___ EXTRACT ___

The Louisiana First Circuit Court of Appeals has held that the shield law is not limited to published information. "While the statute limits the privilege to the identity of informants and the source of information, it does not restrict the privilege to identity of informants and sources of information published." Dumez, 341 So.2d at 1208. Furthermore, Section 1459, added to the statute in 1989, explicitly provides for a qualified privilege for "news which was not published or broadcast but was obtained or prepared by such person in the course of gathering or obtaining news." La. R.S. 45:1459(B)(1).
There is no privilege for published material. The privilege afforded by the shield law statute is waived "if the journalist voluntarily discloses or consents to disclosure of the protected information." 61 M.R.S.A. § 16(4).
Letellier involved the forced disclosure of non-broadcast "outtakes" in the possession of a television station. In State v. Hohler, 543 A.2d 364, 15 Media L.Rep. 1611 (1988), by contrast, the Court the Court refused to recognize any "qualified privilege for a reporter to refuse to testify concerning non-confidential, published information obtained from an identified source." (emphasis added).
Md. Cts. & Jud. Proc. Code Ann. § 9-112(c)(2)(i) - (vi) -- The Shield Law qualifiedly protects against compelled disclosure of "[a]ny news or information procured by the person while employed by the news media or while acting as an independent contractor of the news media, in the course of pursuing a professional activity, or any news or information procured by the person while enrolled as a student, in the course of pursuing a scholastic activity or in conjunction with an activity sponsored, funded, managed, or supervised by school staff or faculty, for communication to the public but which is not so communicated, in whole or in part, including: (i) [n]otes; (ii) [o]uttakes; (iii) [p]hotographs or photographic negatives; (iv) [v]ideo and sound tapes; (v) [f]ilm; and (vi) [o]ther data, irrespective of its nature, not itself disseminated in any manner to the public." (emphasis added).
Md. Cts. & Jud. Proc. Code Ann. § 9-112(e) -- Waiver -- "If any person described in subsection (b) of this section disseminates a source of any news or information, or any portion of the news or information procured while pursuing an activity described in subsection (b) of this section, the protection from compelled disclosure under this section is not waived by the person." Subsection (b) describes the covered persons and activities as those employed by the news media in a news gathering or news disseminating capacity; independent contractors of the news media acting within the scope of a contract in any news gathering or news disseminating capacity; and enrolled post-secondary students engaged in any news gathering or news disseminating capacity recognized by the institution as a scholastic activity or in connection with a school-related activity. § 9-112(b).

___ INFORMATION SUPPLIED ___

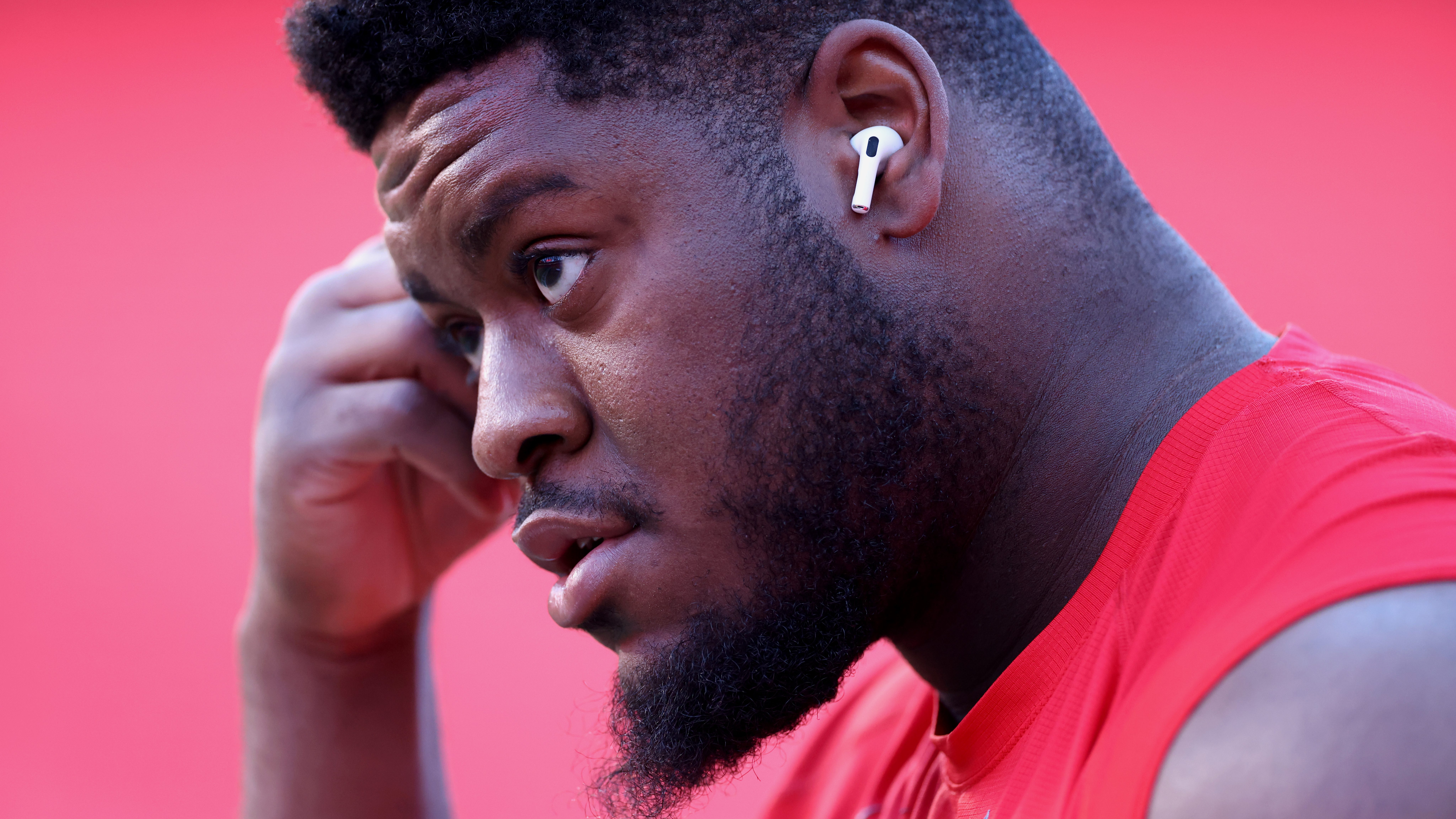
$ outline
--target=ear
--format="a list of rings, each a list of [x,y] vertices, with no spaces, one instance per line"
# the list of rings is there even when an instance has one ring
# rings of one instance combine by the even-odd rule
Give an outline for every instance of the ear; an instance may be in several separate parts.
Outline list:
[[[852,20],[820,45],[785,111],[785,137],[821,213],[903,239],[930,224],[941,207],[948,121],[941,71],[920,42],[885,22]],[[859,216],[849,210],[859,169],[849,138],[871,125],[894,128],[904,147],[885,162],[874,207]]]

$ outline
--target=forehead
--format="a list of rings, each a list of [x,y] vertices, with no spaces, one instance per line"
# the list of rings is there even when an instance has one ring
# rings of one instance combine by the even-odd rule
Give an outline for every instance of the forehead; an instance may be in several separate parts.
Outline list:
[[[678,208],[668,200],[721,184],[706,150],[700,130],[667,108],[561,99],[530,44],[441,77],[392,111],[371,146],[390,251],[435,270],[472,256],[462,236],[482,213],[510,211],[513,197],[543,185],[568,198],[610,194],[638,214],[652,201]]]

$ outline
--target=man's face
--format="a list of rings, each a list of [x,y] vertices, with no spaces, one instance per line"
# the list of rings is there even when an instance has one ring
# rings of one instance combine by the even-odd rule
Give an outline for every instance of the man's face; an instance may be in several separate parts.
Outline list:
[[[479,367],[476,461],[524,481],[550,615],[620,657],[606,799],[657,813],[930,599],[997,436],[957,398],[961,351],[887,303],[786,160],[729,175],[670,111],[540,77],[507,54],[386,125],[386,239]]]

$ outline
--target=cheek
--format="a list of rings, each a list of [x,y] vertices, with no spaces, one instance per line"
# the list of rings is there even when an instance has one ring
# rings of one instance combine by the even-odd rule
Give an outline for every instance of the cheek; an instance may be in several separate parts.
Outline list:
[[[638,270],[681,270],[644,261]],[[641,275],[612,321],[563,342],[603,434],[638,479],[715,481],[727,446],[724,408],[738,389],[747,316],[728,280]]]

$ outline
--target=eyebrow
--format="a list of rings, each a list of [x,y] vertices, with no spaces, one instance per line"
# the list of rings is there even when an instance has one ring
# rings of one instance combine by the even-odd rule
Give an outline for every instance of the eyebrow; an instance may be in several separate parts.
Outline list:
[[[399,277],[399,284],[411,299],[421,305],[448,305],[450,300],[440,294],[430,281],[418,273],[406,273]]]
[[[574,191],[579,188],[562,173],[533,176],[513,182],[491,197],[491,201],[476,213],[475,219],[460,232],[460,249],[469,258],[476,258],[491,246],[501,222],[526,200],[542,194],[558,191]]]

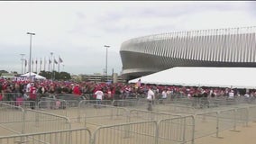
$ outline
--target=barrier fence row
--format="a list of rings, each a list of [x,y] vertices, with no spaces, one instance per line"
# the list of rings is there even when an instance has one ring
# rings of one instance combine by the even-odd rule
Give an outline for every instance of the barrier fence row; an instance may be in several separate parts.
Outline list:
[[[45,101],[46,102],[46,101]],[[211,109],[210,111],[206,112],[196,112],[193,116],[189,112],[186,113],[185,116],[181,114],[176,114],[173,113],[173,112],[178,112],[180,109],[186,109],[185,106],[180,105],[179,109],[178,107],[175,110],[172,108],[177,106],[175,104],[156,104],[155,109],[160,109],[160,112],[153,112],[153,111],[145,111],[145,110],[130,110],[126,107],[117,107],[113,106],[113,104],[109,101],[105,101],[105,104],[96,104],[97,101],[80,101],[78,104],[78,107],[67,107],[64,110],[59,110],[54,109],[50,112],[59,112],[59,111],[67,111],[67,113],[73,112],[74,117],[78,120],[79,122],[85,122],[85,125],[87,123],[95,123],[97,126],[99,126],[98,129],[99,135],[102,136],[105,133],[105,135],[108,135],[111,133],[111,131],[107,131],[108,129],[111,130],[114,130],[116,133],[122,133],[122,136],[123,138],[132,138],[132,140],[124,139],[120,143],[128,143],[136,141],[143,141],[144,138],[151,138],[151,140],[153,139],[155,143],[166,143],[167,141],[173,141],[175,143],[185,143],[186,141],[191,141],[193,143],[195,139],[215,134],[216,137],[219,137],[219,132],[225,130],[237,130],[238,126],[248,126],[248,122],[251,121],[256,120],[256,106],[253,104],[248,104],[248,105],[233,105],[232,107],[227,108],[222,108],[222,109]],[[103,101],[104,102],[104,101]],[[117,101],[116,101],[117,102]],[[125,103],[125,101],[122,100],[122,103]],[[128,104],[131,104],[131,101],[127,102]],[[136,105],[132,103],[132,105]],[[125,104],[126,105],[126,104]],[[52,114],[41,111],[35,111],[35,110],[23,110],[23,108],[19,106],[14,106],[12,104],[2,104],[0,103],[0,109],[1,109],[1,128],[4,129],[10,129],[10,130],[13,130],[14,133],[27,133],[27,132],[39,132],[38,130],[35,130],[34,128],[32,130],[27,130],[24,129],[24,127],[28,126],[40,126],[38,124],[43,123],[41,126],[44,126],[47,123],[50,123],[51,122],[56,122],[56,125],[64,125],[64,127],[57,127],[54,128],[54,125],[48,125],[47,127],[53,128],[53,129],[47,129],[47,130],[65,130],[65,129],[70,129],[70,122],[69,120],[65,116],[59,116],[61,114]],[[160,107],[160,108],[158,108]],[[162,108],[166,107],[166,108]],[[169,108],[171,107],[171,108]],[[190,109],[191,107],[188,107]],[[69,109],[78,109],[78,112],[76,114],[74,114],[74,111],[69,112]],[[195,109],[195,108],[194,108]],[[165,112],[166,110],[166,112]],[[181,110],[183,111],[183,110]],[[168,113],[168,112],[169,113]],[[18,114],[20,113],[20,114]],[[23,114],[28,113],[28,115]],[[37,113],[40,114],[37,115]],[[69,115],[67,114],[66,115]],[[47,116],[46,116],[47,115]],[[24,116],[24,117],[23,117]],[[26,117],[30,117],[26,119]],[[42,121],[40,121],[41,118],[46,117],[45,119],[41,119]],[[186,117],[186,120],[183,118]],[[192,117],[192,118],[191,118]],[[3,118],[3,120],[2,120]],[[61,122],[60,120],[63,120]],[[108,121],[111,122],[105,122],[106,119],[113,120]],[[21,122],[28,121],[28,124],[24,124]],[[165,120],[165,121],[163,121]],[[147,128],[149,125],[154,125],[154,124],[142,124],[144,121],[148,121],[148,123],[157,123],[157,128],[155,133],[143,133],[140,131],[139,130],[142,129],[144,130],[150,130],[152,131],[152,130],[155,130],[153,128]],[[161,122],[165,123],[161,124]],[[18,123],[20,127],[17,129],[14,123]],[[53,122],[54,123],[54,122]],[[62,123],[62,124],[61,124]],[[67,126],[68,123],[68,126]],[[120,123],[120,124],[116,124]],[[123,124],[124,123],[124,124]],[[142,123],[142,125],[138,124]],[[107,126],[103,126],[106,125]],[[127,126],[127,125],[133,125],[133,126]],[[12,128],[12,126],[14,128]],[[138,126],[139,125],[139,126]],[[147,126],[143,126],[147,125]],[[163,125],[163,126],[160,126]],[[138,128],[138,127],[139,128]],[[193,130],[191,132],[191,127],[193,127]],[[139,130],[137,130],[139,129]],[[165,130],[163,130],[165,129]],[[160,132],[162,131],[163,132]],[[187,131],[189,132],[187,132]],[[107,131],[107,132],[106,132]],[[127,132],[128,131],[128,132]],[[184,133],[185,131],[185,133]],[[114,133],[115,133],[114,132]],[[124,133],[123,133],[124,132]],[[166,133],[169,133],[168,135],[164,135]],[[100,141],[102,137],[96,136],[98,133],[94,132],[93,139],[90,140],[91,143],[98,143],[97,141]],[[136,134],[141,135],[135,136]],[[118,134],[116,134],[118,135]],[[134,135],[134,136],[133,136]],[[163,136],[162,136],[163,135]],[[111,135],[112,136],[112,135]],[[169,136],[169,138],[168,138]],[[98,138],[98,139],[97,139]],[[105,141],[108,141],[111,137],[105,136]],[[122,137],[123,138],[123,137]],[[112,140],[113,139],[113,140]],[[111,138],[110,141],[115,141],[114,138]],[[121,140],[121,139],[116,140]],[[141,141],[140,141],[141,140]],[[100,143],[100,142],[99,142]],[[117,142],[118,143],[118,142]],[[151,143],[149,142],[149,143]],[[168,143],[168,142],[167,142]]]
[[[5,136],[0,137],[0,142],[5,144],[194,143],[193,122],[193,116],[187,116],[100,126],[92,134],[88,129],[84,128]]]
[[[71,129],[71,122],[65,116],[0,103],[0,127],[5,135],[24,134]]]

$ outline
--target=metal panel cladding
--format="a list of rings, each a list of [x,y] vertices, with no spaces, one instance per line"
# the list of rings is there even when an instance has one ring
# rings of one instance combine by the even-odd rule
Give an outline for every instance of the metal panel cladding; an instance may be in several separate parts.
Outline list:
[[[123,77],[174,67],[256,67],[256,27],[174,32],[122,43]]]

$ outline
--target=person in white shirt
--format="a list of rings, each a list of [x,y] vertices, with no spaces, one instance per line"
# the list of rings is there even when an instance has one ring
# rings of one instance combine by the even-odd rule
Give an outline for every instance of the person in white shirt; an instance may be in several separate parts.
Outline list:
[[[234,96],[233,91],[231,90],[228,94],[228,98],[233,98],[233,96]]]
[[[101,104],[101,101],[103,100],[104,93],[102,90],[96,91],[95,94],[96,95],[96,104]],[[96,108],[99,108],[99,105],[95,105]]]
[[[148,105],[149,111],[152,111],[152,101],[154,99],[154,95],[155,95],[154,92],[150,87],[148,91],[148,95],[147,95],[147,100],[149,102],[149,105]]]

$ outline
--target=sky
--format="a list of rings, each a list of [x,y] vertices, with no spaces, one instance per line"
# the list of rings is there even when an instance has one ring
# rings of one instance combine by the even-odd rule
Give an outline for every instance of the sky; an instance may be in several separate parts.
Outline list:
[[[59,71],[103,74],[104,46],[108,45],[107,73],[114,69],[120,75],[119,50],[125,40],[172,32],[256,26],[255,9],[253,1],[2,1],[0,70],[22,73],[21,54],[27,59],[30,56],[27,32],[34,32],[32,59],[48,60],[53,52],[52,57],[63,60]]]

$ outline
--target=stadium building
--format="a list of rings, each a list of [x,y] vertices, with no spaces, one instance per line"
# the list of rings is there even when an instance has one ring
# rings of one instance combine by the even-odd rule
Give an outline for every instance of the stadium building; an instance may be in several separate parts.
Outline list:
[[[122,76],[133,79],[174,67],[256,67],[256,27],[175,32],[122,43]]]

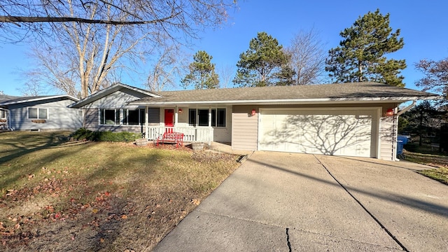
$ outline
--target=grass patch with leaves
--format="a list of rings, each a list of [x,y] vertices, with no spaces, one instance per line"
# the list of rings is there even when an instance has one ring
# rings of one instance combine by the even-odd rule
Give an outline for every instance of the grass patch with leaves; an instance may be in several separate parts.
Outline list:
[[[1,251],[150,250],[238,167],[223,153],[57,135],[0,133]]]
[[[417,172],[448,185],[448,156],[430,150],[428,147],[421,153],[417,153],[419,152],[419,149],[413,150],[416,152],[405,150],[406,160],[435,167]]]

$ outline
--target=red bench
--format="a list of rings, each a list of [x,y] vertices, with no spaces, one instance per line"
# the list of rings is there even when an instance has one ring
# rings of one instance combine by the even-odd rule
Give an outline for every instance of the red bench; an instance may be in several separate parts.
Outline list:
[[[164,143],[170,143],[176,144],[176,148],[183,145],[183,133],[179,132],[164,132],[163,136],[157,138],[157,146],[159,143],[163,145]]]

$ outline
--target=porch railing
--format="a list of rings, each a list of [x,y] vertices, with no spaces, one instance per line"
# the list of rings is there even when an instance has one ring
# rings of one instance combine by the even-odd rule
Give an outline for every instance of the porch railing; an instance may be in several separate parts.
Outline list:
[[[183,141],[202,142],[210,144],[213,141],[214,130],[209,127],[148,127],[147,136],[149,140],[157,139],[164,132],[183,133]]]

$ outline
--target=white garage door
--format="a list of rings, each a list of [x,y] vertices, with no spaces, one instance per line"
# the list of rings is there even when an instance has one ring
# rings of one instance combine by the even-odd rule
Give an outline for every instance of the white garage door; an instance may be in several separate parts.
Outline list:
[[[258,149],[375,156],[376,109],[260,109]]]

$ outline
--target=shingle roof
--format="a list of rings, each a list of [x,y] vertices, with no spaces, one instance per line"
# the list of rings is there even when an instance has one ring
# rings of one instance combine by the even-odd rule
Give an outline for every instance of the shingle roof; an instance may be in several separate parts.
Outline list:
[[[436,99],[426,92],[377,83],[351,83],[299,86],[225,88],[155,92],[161,97],[145,97],[133,104],[277,102],[284,101],[362,101]]]

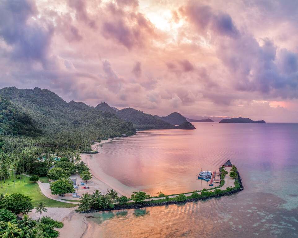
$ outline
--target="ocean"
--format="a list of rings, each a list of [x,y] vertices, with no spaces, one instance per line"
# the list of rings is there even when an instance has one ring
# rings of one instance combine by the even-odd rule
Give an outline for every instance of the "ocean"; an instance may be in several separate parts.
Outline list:
[[[123,195],[156,196],[209,188],[196,174],[230,159],[244,189],[182,205],[92,213],[87,219],[98,237],[298,236],[298,124],[193,124],[196,130],[140,130],[103,144],[93,164]]]

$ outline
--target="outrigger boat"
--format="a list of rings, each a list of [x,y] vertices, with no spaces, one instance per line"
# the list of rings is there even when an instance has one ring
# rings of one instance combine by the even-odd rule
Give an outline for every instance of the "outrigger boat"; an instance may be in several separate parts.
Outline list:
[[[212,172],[210,171],[206,170],[205,171],[201,171],[197,175],[198,176],[198,179],[204,179],[205,180],[208,180],[205,179],[208,179],[211,178],[212,176]]]

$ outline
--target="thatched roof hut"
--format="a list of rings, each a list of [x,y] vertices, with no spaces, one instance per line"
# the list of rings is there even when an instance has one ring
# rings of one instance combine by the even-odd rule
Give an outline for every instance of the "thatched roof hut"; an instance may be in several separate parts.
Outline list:
[[[231,167],[233,166],[233,165],[232,164],[232,163],[231,163],[231,161],[230,161],[230,160],[229,159],[223,164],[222,166],[224,166],[225,167]]]

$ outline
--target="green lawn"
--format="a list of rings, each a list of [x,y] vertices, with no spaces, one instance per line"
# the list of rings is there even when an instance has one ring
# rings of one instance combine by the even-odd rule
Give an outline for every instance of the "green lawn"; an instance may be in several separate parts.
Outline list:
[[[31,198],[32,200],[33,206],[34,206],[36,205],[37,203],[40,202],[45,202],[46,206],[48,207],[72,207],[77,206],[75,204],[63,202],[47,198],[42,194],[37,183],[34,183],[30,182],[28,177],[26,178],[24,182],[24,176],[22,176],[20,185],[20,179],[16,179],[15,187],[14,187],[14,182],[13,181],[14,180],[14,177],[13,172],[12,171],[11,180],[9,180],[9,185],[7,185],[7,190],[6,190],[6,181],[4,183],[2,180],[2,187],[0,187],[0,193],[9,194],[14,193],[24,193]],[[1,186],[0,184],[0,187]]]
[[[80,201],[78,200],[75,200],[73,199],[62,199],[64,201],[69,201],[69,202],[79,202]]]
[[[51,182],[49,180],[49,179],[48,178],[48,177],[46,176],[40,177],[39,181],[42,183],[49,183]]]

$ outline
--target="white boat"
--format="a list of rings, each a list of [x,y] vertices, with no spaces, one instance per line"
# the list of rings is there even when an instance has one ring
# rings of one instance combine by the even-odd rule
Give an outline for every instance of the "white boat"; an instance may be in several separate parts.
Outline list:
[[[199,176],[212,176],[212,172],[210,171],[206,170],[206,171],[203,171],[199,173]]]

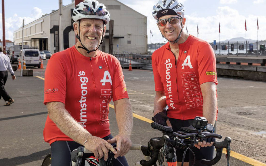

___

WRITTEN EXERCISE:
Continue the text on state shield laws from its last sentence. The rows are their own material and are not part of the text on state shield laws.

RESPONSE TO THE EXERCISE:
There does not appear to be any case law discussing whether material that has been published or broadcast is covered by the reporter's privilege. Unpublished materials may be covered when a balancing of interests favors nondisclosure. See Astra USA, Inc. v. Bildman, 13 Mass. L. Rep. (Mass. 2001) (A reporter spent six months investigating claims of sexual harassment in a company. The court did not afford any special protection to documents exchanged between the reporter and the company that were not published as part of the resulting article.). See also Petition for the Promulgation of Rules, 479 N.E.2d 154 (Mass. 1985).
The two statutory privileges against subpoenas on reporters only apply to non-published information. Thus, subpoenas for published information are difficult to quash.
However, Michigan has a rule of evidence which makes news paper articles self authenticating. That means that it is not necessary for the reporter to appear to establish that the article in fact appeared in the newspaper. Michigan Rule of Evidence 902(6) provides:
"Extrinsic evidence of authenticity [that is to say, an editor or reporter or photographer testifying, "Yes, we published that story or photograph"] as a condition precedent to admissibility is not required with respect to . . . printed materials purporting to be newspapers or periodicals."
This reduces the opportunity for parties to question the reporter on related matters.
In civil and criminal trials, however, it is difficult to resist a subpoena based on the reporter's privilege if the information has been published. Generally we attempt to limit the scope of the examination of the reporter about the published material.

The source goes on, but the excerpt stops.